What to do
Extract every line in the entries below that contains the string "brick", and copy each one unchanged.

Stored items from a collection
----------

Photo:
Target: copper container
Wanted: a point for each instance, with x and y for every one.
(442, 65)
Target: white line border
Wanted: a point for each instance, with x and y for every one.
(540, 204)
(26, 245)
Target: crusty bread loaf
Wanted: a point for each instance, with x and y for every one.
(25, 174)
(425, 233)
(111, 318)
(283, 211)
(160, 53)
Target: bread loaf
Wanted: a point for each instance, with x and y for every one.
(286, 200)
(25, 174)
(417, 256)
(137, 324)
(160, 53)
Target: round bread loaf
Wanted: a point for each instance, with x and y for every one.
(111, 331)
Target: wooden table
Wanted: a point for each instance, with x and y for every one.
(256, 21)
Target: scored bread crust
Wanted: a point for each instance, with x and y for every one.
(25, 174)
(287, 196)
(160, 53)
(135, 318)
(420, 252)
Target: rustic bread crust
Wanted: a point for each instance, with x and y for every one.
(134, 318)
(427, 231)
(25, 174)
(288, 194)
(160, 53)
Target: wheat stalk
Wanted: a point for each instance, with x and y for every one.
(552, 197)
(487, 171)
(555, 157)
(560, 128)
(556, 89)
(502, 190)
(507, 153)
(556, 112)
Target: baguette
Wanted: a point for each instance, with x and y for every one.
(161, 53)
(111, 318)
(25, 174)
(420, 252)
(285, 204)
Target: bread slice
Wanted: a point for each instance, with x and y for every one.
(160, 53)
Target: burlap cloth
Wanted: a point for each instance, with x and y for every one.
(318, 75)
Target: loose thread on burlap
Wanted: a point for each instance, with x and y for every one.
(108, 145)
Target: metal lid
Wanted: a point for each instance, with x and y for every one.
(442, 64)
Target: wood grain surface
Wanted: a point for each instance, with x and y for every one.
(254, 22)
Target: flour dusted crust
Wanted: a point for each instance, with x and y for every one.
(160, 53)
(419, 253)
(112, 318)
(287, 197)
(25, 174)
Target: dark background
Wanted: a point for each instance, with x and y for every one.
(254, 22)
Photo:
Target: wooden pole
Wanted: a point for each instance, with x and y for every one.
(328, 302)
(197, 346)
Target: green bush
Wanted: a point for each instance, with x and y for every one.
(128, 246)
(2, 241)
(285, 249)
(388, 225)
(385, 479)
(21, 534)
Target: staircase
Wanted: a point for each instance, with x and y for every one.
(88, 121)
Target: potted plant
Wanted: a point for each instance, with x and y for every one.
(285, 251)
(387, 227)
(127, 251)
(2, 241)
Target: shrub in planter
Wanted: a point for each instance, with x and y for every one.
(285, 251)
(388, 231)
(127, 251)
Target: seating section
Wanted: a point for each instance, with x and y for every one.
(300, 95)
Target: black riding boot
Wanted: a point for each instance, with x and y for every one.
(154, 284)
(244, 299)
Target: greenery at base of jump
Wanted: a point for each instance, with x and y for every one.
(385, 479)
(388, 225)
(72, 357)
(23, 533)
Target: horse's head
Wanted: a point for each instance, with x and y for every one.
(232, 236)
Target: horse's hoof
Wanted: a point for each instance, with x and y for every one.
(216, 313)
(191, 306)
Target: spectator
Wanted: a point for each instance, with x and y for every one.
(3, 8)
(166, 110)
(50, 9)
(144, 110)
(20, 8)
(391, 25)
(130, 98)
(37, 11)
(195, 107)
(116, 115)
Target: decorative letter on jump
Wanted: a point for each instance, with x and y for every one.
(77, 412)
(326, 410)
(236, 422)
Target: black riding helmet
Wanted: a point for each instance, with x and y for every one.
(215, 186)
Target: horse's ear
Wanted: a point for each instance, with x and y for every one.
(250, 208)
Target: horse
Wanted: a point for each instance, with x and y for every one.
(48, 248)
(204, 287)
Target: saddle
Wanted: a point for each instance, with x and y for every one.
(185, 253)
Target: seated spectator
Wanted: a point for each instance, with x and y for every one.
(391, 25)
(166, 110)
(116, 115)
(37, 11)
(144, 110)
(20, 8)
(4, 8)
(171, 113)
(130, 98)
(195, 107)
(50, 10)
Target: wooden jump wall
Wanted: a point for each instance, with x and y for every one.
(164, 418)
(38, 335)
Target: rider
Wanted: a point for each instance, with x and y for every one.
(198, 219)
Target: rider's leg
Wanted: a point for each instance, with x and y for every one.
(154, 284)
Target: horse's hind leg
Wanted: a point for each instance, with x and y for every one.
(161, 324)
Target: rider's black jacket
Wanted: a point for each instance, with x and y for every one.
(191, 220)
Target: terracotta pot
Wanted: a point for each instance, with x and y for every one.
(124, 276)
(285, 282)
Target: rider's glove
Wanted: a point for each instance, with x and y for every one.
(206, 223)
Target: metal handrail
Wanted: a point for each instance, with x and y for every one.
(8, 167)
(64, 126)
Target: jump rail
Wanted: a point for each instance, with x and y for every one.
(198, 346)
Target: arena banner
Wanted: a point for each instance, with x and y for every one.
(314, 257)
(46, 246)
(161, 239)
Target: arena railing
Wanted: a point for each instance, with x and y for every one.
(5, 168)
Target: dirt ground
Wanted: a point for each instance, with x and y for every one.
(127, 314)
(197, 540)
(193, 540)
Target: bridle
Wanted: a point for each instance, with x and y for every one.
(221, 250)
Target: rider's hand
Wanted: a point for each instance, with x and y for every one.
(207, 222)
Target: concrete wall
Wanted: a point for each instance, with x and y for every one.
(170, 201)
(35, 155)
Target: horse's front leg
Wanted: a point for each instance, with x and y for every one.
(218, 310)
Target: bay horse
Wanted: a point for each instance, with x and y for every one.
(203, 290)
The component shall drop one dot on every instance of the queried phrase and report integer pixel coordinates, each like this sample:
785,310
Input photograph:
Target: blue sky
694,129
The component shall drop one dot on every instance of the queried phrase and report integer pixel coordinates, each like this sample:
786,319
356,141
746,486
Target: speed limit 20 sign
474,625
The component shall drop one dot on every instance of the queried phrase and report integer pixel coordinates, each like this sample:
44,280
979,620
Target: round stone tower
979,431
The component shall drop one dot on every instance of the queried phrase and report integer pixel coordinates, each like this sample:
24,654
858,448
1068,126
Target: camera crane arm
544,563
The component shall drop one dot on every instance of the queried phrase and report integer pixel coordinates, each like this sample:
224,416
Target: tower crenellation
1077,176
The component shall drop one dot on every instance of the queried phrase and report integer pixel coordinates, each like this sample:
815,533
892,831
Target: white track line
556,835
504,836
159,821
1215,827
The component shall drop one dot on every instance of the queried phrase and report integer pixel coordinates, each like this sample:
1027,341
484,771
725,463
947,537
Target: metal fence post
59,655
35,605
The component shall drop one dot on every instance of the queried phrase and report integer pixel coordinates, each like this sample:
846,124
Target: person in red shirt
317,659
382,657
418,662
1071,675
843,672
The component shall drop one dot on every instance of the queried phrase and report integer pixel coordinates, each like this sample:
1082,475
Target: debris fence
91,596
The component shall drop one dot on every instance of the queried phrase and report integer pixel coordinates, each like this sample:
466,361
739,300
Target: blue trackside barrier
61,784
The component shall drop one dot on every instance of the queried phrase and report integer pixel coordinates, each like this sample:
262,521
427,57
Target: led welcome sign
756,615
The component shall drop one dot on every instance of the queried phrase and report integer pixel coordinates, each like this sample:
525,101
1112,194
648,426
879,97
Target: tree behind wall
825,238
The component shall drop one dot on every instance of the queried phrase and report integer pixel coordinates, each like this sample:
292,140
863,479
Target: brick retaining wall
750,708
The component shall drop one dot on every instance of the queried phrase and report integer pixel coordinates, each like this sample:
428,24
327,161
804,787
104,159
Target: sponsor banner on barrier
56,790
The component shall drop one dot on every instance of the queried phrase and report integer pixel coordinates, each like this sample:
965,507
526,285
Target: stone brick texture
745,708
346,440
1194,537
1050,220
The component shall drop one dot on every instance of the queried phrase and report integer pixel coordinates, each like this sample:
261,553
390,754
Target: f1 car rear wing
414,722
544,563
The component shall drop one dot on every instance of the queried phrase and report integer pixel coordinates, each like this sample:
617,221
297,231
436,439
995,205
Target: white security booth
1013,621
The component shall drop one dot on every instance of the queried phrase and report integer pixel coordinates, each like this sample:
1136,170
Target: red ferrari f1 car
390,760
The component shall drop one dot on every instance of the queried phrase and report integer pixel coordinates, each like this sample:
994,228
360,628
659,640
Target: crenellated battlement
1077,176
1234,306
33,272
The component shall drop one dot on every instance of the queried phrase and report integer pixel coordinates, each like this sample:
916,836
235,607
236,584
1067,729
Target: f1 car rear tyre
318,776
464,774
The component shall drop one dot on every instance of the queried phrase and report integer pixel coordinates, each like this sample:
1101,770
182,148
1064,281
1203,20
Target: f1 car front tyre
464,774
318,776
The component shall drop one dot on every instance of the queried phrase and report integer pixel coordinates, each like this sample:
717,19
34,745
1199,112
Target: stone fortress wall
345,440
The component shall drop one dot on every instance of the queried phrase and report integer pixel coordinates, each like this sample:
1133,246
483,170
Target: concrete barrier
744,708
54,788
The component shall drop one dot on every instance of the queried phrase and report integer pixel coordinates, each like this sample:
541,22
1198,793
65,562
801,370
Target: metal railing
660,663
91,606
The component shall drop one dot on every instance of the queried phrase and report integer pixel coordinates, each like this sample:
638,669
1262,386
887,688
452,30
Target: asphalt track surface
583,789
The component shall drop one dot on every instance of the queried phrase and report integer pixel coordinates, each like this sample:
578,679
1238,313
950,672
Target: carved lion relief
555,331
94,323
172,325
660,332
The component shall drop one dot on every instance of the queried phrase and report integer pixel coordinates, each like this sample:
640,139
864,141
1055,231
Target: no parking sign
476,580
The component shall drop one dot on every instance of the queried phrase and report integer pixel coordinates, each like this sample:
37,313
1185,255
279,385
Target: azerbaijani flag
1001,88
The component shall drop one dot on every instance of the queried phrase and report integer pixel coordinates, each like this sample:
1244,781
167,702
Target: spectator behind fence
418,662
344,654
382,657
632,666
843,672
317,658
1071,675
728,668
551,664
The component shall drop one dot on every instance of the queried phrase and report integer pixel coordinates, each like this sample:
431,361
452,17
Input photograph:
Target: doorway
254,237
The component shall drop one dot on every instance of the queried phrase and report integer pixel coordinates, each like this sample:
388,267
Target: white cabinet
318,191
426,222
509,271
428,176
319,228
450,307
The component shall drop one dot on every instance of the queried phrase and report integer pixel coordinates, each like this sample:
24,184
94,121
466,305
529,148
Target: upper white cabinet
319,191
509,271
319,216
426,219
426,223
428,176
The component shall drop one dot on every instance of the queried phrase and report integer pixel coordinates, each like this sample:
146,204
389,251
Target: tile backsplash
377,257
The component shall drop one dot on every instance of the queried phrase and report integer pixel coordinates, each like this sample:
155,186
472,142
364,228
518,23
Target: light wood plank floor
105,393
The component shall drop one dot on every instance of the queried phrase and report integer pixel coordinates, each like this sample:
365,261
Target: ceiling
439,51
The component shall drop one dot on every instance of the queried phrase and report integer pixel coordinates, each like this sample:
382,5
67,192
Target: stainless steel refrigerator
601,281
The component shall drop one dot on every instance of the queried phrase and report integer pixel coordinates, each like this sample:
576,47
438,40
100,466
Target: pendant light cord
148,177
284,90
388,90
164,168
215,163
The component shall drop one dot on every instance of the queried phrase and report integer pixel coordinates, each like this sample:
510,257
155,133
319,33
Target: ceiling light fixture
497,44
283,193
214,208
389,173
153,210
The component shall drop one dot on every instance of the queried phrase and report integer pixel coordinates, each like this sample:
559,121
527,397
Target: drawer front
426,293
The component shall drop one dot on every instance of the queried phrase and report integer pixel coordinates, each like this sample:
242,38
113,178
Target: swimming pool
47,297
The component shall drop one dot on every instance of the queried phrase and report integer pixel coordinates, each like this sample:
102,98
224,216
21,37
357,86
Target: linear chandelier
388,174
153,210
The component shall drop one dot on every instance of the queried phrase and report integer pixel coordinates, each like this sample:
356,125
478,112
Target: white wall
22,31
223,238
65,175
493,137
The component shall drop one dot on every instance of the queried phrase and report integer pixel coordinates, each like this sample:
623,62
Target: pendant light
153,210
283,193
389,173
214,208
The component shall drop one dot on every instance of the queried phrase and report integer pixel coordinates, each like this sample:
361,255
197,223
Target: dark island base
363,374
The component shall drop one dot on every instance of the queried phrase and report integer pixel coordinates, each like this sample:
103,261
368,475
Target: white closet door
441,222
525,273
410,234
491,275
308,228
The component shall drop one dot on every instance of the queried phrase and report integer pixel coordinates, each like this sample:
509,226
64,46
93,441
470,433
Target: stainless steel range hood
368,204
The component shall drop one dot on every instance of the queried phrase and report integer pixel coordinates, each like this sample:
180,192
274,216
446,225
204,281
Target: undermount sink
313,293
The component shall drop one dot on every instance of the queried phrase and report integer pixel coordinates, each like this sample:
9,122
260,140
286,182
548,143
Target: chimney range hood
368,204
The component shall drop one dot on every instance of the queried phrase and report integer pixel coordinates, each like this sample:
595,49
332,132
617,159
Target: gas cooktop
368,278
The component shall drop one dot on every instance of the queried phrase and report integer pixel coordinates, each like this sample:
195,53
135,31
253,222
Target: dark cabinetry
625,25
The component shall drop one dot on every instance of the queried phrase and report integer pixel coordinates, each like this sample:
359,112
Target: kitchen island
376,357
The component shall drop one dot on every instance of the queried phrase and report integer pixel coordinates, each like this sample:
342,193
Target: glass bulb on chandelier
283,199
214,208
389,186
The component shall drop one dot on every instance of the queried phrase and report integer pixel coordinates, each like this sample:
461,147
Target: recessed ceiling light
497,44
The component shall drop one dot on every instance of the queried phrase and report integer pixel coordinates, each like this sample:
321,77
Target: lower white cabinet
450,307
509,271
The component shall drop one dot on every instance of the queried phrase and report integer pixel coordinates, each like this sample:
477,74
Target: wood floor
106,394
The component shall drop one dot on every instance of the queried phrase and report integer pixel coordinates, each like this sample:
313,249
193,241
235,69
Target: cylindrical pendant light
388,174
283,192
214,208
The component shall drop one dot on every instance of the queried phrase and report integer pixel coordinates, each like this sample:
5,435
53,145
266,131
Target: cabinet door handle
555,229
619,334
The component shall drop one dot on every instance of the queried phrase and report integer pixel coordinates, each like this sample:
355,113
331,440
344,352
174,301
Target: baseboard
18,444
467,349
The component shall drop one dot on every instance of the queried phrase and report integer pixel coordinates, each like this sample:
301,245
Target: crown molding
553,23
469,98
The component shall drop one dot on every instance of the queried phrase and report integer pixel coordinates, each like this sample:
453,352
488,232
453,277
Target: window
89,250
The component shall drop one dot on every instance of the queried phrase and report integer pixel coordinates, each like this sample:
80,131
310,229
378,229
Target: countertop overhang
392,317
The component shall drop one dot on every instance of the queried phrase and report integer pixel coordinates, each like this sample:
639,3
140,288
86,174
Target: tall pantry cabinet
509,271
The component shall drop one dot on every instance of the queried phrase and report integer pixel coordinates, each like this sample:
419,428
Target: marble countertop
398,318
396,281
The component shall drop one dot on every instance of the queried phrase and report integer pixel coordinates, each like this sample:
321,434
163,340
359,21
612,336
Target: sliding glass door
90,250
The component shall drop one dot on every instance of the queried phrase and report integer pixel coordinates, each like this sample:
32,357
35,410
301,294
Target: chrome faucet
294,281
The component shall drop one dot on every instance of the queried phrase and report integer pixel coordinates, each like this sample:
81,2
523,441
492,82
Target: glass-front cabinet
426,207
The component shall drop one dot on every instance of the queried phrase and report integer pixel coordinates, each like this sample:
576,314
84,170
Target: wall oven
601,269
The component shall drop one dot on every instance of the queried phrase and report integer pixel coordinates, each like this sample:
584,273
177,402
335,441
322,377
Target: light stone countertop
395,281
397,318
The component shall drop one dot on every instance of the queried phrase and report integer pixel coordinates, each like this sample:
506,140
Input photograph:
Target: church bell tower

----------

Final result
Target: brick retaining wall
Target: stone brick texture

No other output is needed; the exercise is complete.